ACTIVITY: Copy all of the data that follows without altering a word.

DATA LISTING:
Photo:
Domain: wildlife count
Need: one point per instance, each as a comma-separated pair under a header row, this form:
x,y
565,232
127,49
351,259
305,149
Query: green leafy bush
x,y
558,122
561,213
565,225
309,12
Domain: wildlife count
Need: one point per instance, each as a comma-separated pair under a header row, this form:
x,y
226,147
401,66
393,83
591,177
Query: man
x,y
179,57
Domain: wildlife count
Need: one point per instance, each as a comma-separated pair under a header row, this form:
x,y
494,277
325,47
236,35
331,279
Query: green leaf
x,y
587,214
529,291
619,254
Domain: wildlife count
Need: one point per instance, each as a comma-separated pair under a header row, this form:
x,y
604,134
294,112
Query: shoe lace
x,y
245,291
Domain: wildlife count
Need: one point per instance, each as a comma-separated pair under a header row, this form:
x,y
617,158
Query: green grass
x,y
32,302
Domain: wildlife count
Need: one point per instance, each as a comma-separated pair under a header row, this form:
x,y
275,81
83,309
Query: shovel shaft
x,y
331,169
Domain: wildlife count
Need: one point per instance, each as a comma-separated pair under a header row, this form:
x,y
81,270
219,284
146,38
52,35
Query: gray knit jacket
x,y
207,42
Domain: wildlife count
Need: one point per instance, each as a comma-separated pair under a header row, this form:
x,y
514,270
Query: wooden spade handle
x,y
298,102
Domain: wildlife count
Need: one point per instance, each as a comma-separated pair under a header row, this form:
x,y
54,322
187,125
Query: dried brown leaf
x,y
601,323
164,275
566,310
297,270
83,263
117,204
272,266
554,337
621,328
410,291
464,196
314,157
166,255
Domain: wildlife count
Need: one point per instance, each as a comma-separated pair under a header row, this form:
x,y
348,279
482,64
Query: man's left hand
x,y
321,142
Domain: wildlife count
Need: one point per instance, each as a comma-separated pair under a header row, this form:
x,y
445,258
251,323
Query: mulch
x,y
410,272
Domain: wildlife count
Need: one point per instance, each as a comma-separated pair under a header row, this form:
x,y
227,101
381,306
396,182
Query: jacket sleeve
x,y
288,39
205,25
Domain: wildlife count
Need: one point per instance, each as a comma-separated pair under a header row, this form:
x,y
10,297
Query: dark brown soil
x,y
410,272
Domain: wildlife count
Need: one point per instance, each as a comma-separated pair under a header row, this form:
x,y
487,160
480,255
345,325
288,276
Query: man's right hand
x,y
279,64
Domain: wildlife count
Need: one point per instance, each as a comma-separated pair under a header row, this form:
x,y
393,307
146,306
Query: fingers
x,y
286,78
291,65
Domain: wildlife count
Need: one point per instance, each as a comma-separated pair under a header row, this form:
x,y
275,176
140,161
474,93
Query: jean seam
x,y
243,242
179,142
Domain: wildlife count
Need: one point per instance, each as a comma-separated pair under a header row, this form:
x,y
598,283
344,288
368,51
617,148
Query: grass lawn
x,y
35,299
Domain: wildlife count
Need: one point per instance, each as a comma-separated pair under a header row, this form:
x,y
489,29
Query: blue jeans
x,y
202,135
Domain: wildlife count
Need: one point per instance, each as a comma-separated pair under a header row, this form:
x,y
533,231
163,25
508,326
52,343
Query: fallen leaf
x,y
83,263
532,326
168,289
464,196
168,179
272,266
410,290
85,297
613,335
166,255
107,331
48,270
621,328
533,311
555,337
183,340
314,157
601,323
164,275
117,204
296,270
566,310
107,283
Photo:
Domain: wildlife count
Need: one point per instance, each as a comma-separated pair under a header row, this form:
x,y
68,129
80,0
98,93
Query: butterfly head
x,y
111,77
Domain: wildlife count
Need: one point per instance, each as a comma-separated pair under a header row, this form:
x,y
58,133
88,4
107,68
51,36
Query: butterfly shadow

ANSWER FOR THE TASK:
Photo:
Domain: wildlife count
Need: one point per instance, each as a comma-separated pair under a header row, this form:
x,y
565,232
127,49
351,259
305,149
Query: green leafy bush
x,y
558,122
561,213
565,225
309,12
Domain: wildlife count
Need: one point per instance, each as a comma-separated pair under a header row, this form:
x,y
226,147
401,66
393,83
591,177
Query: man
x,y
179,57
Domain: wildlife count
Need: one point per instance, each as a comma-separated pair under a header row, this form:
x,y
494,277
325,47
236,35
331,279
Query: green leaf
x,y
587,214
529,291
619,254
Domain: wildlife count
Need: one point per instance, each as a comma-separated pair under a header row, this form:
x,y
604,134
294,112
Query: shoe lace
x,y
245,291
Domain: wildlife count
Need: one point per instance, each as a comma-separated pair under a header row, this form:
x,y
617,158
Query: green grass
x,y
32,302
Domain: wildlife count
Need: one point per instance, each as a comma-separated pair under a header row, this form:
x,y
275,81
83,309
Query: shovel shaft
x,y
331,169
Domain: wildlife count
Need: one point per instance, each as a comma-separated pair under a header row, this form:
x,y
81,270
219,284
146,38
52,35
Query: gray knit jacket
x,y
207,42
Domain: wildlife count
Need: one point per instance, each as a comma-separated pair under a header row, this form:
x,y
514,270
Query: wooden spade handle
x,y
298,102
Domain: wildlife count
Need: one point per instance, each as a comma-separated pair under a header row, this form:
x,y
54,322
187,125
Query: dried brown leaf
x,y
601,323
164,275
566,310
297,270
83,263
117,204
272,266
554,337
621,328
410,291
464,196
314,157
166,255
Domain: wildlife count
Need: one point per instance, each as a comma-separated pair under a header row, this form:
x,y
348,279
482,64
Query: man's left hand
x,y
321,142
Domain: wildlife count
Need: one point per instance, each as a comma-separated pair under a header row, this form:
x,y
445,258
251,323
Query: mulch
x,y
410,272
Domain: wildlife count
Need: one point per instance, each as a comma-separated pair under a header row, this form:
x,y
227,101
381,306
396,182
Query: jacket sleeve
x,y
288,39
205,25
Domain: wildlife count
Need: one point per instance, each as a comma-separated pair under a header row, this form:
x,y
10,297
Query: dark brown soil
x,y
410,272
Domain: wildlife count
Need: one point per instance, each as a comma-separated pair under a header row, this form:
x,y
487,160
480,255
345,325
288,276
Query: man's right hand
x,y
279,64
Domain: wildlife count
Need: one point per instance, each as a comma-separated pair under a header row, this form:
x,y
393,307
146,306
Query: fingers
x,y
286,78
291,65
Domain: wildlife count
Need: one point per instance, each as a comma-separated pair under a header row, this form:
x,y
275,176
140,161
474,93
Query: jean seam
x,y
243,242
179,142
Domain: wildlife count
Need: one point per instance, each as a comma-separated pair under a header row, this form:
x,y
598,283
344,288
368,51
617,148
Query: grass lawn
x,y
35,299
Domain: wildlife count
Need: one point per instance, each as a comma-separated pair under a header row, this form:
x,y
489,29
Query: blue jeans
x,y
202,135
Domain: wildlife count
Need: one point per instance, each as a comma-separated pair under a header row, this form:
x,y
533,231
163,25
508,326
52,343
Query: fallen leaf
x,y
83,263
532,326
168,289
464,196
168,179
272,266
410,290
85,297
613,335
166,255
107,331
48,270
621,328
533,311
555,337
183,340
314,157
601,323
164,275
117,204
296,270
566,310
107,283
Photo:
Domain: wildlife count
Need: one point per instance, each as a comma-separated pair under a header row, this form:
x,y
68,129
80,0
98,93
Query: butterfly head
x,y
111,77
Domain: wildlife count
Need: one point per instance, each as a comma-separated pair under a header row, this form:
x,y
58,133
88,4
107,68
51,36
Query: butterfly shadow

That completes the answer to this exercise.